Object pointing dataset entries
==================================================

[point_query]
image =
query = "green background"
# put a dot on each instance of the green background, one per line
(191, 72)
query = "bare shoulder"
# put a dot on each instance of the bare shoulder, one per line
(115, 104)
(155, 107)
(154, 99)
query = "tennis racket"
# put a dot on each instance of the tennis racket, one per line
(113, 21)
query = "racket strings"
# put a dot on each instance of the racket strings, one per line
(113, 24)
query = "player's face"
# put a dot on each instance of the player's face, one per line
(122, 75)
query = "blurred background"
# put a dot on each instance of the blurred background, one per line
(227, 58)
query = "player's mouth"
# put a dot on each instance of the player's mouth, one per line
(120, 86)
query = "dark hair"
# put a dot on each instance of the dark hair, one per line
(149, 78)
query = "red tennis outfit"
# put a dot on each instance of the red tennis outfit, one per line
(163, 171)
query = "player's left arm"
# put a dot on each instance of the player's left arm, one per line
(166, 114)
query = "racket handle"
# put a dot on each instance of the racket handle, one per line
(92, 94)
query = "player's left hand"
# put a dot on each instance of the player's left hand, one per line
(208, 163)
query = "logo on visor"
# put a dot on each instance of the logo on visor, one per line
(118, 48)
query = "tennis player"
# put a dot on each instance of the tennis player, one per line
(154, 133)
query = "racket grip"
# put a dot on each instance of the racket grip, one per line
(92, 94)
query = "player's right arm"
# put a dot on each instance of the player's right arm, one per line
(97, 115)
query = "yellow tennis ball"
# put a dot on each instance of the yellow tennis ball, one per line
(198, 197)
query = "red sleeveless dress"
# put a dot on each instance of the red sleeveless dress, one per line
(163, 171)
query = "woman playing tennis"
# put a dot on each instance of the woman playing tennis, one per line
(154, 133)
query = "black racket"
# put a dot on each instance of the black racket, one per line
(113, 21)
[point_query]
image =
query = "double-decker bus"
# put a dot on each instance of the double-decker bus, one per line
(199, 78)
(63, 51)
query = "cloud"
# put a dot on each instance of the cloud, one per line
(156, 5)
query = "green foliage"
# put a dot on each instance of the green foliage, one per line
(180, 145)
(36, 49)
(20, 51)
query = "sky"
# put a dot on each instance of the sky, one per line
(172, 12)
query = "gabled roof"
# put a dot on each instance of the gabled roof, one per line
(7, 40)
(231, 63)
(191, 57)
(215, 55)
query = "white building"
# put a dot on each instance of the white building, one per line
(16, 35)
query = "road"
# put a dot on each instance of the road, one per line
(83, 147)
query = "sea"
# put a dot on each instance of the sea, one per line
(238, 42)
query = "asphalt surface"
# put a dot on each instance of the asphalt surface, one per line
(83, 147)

==================================================

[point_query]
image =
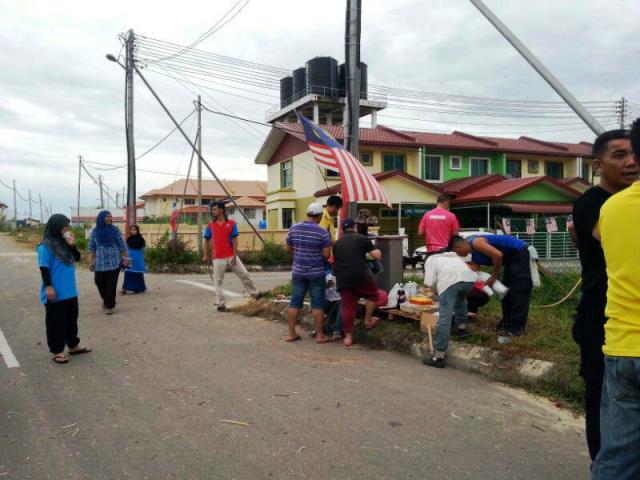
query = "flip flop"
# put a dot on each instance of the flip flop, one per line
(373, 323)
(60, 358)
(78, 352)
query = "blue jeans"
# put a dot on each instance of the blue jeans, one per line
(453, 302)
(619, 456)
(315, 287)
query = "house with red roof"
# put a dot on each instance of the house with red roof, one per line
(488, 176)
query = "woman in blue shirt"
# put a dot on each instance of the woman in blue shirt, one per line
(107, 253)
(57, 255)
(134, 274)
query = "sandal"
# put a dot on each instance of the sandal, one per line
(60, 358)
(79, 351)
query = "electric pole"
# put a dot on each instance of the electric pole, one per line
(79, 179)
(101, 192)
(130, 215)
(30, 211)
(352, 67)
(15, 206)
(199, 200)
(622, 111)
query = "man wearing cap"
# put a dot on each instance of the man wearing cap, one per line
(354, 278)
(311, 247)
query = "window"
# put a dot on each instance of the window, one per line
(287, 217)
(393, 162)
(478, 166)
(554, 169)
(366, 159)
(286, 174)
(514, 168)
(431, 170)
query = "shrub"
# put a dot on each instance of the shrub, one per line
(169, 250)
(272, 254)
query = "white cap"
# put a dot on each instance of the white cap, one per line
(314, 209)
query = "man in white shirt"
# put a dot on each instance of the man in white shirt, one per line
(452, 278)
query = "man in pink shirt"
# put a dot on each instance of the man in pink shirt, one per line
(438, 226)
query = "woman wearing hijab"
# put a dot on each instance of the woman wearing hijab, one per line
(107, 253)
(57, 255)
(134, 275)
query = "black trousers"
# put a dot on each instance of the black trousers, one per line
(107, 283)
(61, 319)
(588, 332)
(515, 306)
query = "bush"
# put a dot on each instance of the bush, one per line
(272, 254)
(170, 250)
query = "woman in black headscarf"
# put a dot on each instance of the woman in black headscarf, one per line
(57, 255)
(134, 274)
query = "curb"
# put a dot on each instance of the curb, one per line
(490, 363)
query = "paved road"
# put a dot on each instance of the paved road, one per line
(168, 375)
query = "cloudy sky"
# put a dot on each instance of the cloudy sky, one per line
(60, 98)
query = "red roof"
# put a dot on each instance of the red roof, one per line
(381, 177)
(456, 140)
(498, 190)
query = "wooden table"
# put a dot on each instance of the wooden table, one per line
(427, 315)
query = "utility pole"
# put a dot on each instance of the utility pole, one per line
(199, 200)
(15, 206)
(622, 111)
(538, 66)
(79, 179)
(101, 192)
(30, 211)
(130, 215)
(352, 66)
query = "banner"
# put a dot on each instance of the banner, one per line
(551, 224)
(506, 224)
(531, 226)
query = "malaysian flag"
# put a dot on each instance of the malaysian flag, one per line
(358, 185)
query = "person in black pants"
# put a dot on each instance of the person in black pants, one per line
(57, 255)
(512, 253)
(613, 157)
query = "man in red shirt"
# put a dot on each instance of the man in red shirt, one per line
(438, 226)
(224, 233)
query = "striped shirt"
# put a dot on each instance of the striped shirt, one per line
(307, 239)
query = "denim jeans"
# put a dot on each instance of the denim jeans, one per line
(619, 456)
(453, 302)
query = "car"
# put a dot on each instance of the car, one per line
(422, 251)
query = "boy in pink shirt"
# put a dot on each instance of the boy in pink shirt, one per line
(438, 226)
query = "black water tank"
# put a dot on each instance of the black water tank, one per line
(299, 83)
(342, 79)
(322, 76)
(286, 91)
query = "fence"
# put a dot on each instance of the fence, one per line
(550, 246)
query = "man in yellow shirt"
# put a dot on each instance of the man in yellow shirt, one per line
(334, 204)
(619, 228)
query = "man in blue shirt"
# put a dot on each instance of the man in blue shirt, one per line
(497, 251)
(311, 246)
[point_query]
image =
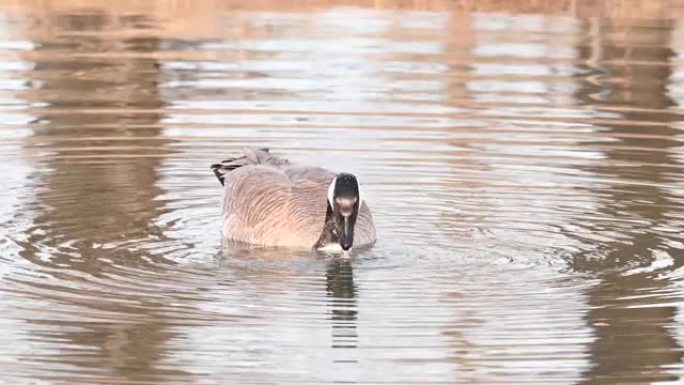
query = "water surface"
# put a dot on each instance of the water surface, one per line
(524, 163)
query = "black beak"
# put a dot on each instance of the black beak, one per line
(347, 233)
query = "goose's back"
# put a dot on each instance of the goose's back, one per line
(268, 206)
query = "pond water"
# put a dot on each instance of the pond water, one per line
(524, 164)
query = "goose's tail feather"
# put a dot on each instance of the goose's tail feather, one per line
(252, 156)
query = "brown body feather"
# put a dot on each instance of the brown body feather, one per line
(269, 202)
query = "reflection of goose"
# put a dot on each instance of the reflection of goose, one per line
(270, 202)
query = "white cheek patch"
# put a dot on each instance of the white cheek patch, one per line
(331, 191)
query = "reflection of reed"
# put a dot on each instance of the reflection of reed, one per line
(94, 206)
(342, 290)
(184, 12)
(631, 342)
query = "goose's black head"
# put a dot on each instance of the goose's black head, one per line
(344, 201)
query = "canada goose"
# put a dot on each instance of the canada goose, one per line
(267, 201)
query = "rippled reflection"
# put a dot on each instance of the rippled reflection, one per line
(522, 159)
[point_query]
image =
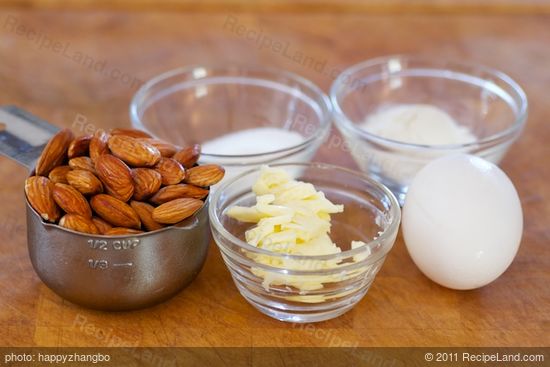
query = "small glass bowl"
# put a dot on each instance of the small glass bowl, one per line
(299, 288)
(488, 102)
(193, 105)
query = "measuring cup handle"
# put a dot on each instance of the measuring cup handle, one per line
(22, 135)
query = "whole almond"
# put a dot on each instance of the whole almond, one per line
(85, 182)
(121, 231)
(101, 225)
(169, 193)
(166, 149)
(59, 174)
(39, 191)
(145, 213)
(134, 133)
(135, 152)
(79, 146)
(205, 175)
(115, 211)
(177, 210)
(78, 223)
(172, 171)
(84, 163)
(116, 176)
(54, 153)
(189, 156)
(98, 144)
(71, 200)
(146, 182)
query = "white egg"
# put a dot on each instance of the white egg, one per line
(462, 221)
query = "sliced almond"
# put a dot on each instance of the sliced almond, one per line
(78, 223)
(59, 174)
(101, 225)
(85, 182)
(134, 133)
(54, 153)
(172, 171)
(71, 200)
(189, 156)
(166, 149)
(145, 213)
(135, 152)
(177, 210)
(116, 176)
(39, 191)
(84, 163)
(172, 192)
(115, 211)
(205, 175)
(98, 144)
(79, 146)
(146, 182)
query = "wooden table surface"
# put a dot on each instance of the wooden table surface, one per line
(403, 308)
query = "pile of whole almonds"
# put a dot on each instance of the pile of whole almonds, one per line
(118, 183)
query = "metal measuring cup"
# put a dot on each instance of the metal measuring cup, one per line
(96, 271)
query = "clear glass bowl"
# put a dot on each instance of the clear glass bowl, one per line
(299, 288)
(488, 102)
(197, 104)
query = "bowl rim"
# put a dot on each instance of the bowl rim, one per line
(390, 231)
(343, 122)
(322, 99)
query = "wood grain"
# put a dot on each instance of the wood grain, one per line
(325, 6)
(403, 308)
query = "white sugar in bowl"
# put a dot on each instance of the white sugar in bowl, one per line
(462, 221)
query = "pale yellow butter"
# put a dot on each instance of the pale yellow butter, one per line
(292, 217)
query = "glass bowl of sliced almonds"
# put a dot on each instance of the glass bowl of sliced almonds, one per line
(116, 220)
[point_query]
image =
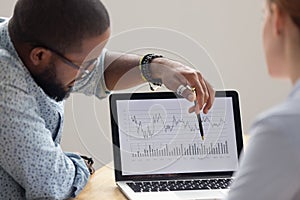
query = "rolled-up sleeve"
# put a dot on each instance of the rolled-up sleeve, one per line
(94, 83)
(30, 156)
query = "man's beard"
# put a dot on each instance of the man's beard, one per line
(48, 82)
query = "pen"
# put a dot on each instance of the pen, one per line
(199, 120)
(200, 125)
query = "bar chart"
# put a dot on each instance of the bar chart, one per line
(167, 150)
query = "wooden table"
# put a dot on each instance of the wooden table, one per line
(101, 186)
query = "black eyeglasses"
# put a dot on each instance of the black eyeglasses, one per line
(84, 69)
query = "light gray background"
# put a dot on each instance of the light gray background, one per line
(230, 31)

==================================================

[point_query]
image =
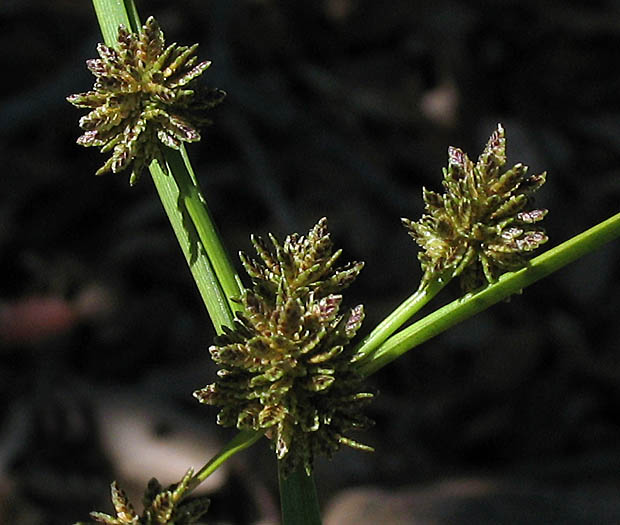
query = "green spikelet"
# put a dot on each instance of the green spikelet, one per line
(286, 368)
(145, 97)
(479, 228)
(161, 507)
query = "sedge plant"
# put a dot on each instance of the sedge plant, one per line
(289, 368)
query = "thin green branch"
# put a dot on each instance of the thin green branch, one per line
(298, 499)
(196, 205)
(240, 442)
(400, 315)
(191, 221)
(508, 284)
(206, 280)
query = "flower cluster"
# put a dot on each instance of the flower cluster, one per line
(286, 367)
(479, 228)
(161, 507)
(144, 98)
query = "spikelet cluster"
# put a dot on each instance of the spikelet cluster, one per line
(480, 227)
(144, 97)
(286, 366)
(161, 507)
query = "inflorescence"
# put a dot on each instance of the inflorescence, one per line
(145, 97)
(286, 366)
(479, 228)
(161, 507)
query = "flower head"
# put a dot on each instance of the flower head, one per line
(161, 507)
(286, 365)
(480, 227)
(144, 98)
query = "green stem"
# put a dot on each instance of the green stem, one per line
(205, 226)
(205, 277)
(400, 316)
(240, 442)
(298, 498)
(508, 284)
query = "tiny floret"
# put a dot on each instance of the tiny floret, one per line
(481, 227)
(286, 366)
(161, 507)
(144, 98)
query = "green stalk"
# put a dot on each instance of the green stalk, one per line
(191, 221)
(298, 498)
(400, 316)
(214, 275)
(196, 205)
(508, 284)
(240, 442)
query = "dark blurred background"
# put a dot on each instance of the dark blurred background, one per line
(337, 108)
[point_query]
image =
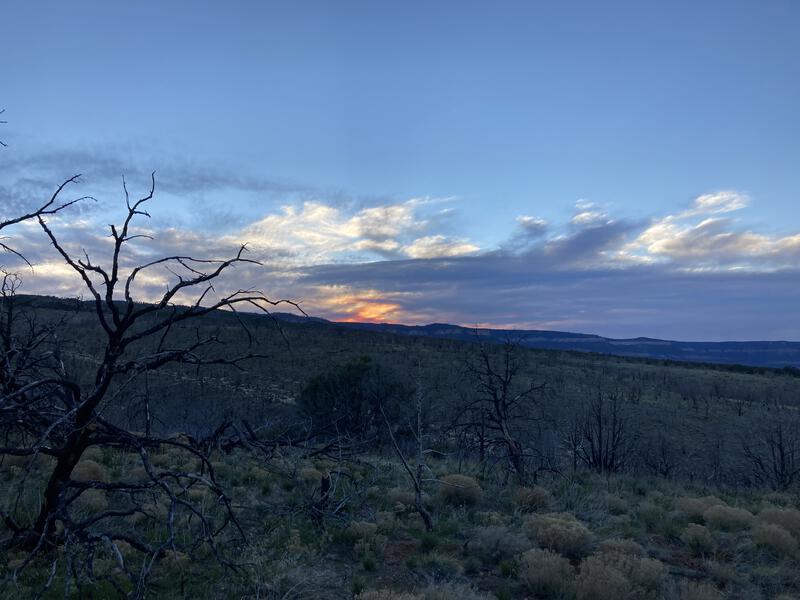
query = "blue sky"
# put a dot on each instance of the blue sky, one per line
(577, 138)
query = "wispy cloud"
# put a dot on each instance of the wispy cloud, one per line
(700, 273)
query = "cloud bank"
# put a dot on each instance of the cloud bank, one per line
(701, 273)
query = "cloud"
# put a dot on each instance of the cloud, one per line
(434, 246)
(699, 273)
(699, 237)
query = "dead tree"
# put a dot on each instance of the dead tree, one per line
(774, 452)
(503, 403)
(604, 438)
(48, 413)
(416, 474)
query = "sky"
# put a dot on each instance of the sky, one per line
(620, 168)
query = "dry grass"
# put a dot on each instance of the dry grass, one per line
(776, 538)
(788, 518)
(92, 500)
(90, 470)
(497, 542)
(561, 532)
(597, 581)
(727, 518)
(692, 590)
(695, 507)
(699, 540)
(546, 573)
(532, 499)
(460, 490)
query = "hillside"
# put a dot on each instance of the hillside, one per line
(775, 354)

==================================================

Task description: Identify every line in the entries above that contains the string "racket", and copy each of those lines.

Response to the exercise:
query = "tennis racket"
# put a dot on each instance of the tennis racket, one per line
query = "racket strings"
# put a dot on each instance of the racket strings, one per line
query = "racket handle"
# put a dot on each instance of the racket handle, one per line
query = "racket grip"
# put a dot on each instance of the racket grip, one per line
query = "black racket"
# put a dot on each instance of the black racket, one per line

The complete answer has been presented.